(Istruzioni): Ricopia fedelmente dall'estratto il tratto che va da "Si rivoltavano giacche" fino a "giro pochissime macchine.".

(Estratto della pagina):

..........

Rubriche/di Piero D’Errico
Sono arrivato sulla terra che ancora si rammendavano calzini e calzoni.
Si rivoltavano giacche e cappotti, si cuciva e ricuciva.
Si mettevano toppe di stoffa di un colore non sempre uguale.
La TV ancora non c’era, la domenica si andava in Chiesa e la sera si andava al cinema.
In giro pochissime macchine.
Sono arrivato sulla terra che ancora il centro storico era tutto in originale, abitato ed illuminato da una luce color arancio.
Il centro storico che ancora respirava e diffondeva odori, sapori e profumi.
La domenica, c’erano le “robe” della domenica, lavate, stirate e conservate e noi puliti, pettinati e profumati.
Si andava in Chiesa, la domenica era dedicata al riposo, la sera si usciva per andare sulla villa.
Erano tempi di torte fatte in casa, di marmellate preparate, di marmellate conservate, di vendemmia e di salsa da fare.
Si andava in bici su strade non ancora asfaltate, si giocava per strada sotto un cielo limpido coperto di aquiloni.
C’erano ancora le mezze stagioni, le mezze illusioni, le mezze emozioni.
Il giovedì destinato al mercato, difficile trovare qualcuno in casa. Via Liguria affollatissima, sino alla villa della stazione ed anche tutto intorno all edificio scolastico.
Ti allontanavi un po’ dal paese e sentivi il profumo della campagna arata, della campagna coltivata, della campagna bagnata, profumava di vigneto, di oliveto, di grano appena tagliato.
E poco più in là, verdi e immense distese di tabacco.
Sono arrivato sulla terra che i primi temporali d’inverno, allagavano il rione Italia e le case di chi abitava intorno.
Tanta gente partiva in cerca di lavoro, tornava in estate e poi a Natale, portavano sigarette e cioccolata.

..........

(Righe di dati):
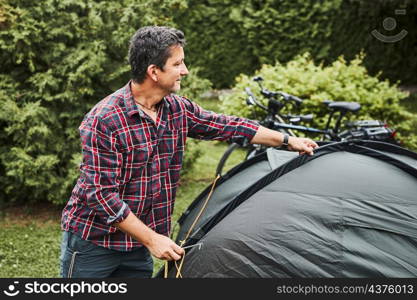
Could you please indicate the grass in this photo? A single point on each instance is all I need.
(30, 235)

..........

(Soluzione dell'esercizio):
Si rivoltavano giacche e cappotti, si cuciva e ricuciva.
Si mettevano toppe di stoffa di un colore non sempre uguale.
La TV ancora non c’era, la domenica si andava in Chiesa e la sera si andava al cinema.
In giro pochissime macchine.